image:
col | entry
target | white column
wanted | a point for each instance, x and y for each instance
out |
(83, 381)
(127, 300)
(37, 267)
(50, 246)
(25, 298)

○ ○ ○

[WHAT NEEDS TO BE DONE]: Reproduce the rows, swapping "instance" for "occurrence" everywhere it occurs and leaving everything else as it is.

[OUTPUT FOR THIS TASK]:
image:
col | entry
target | white column
wanted | a point for each occurrence, x and y for each occurrence
out |
(83, 381)
(127, 300)
(37, 267)
(50, 246)
(25, 298)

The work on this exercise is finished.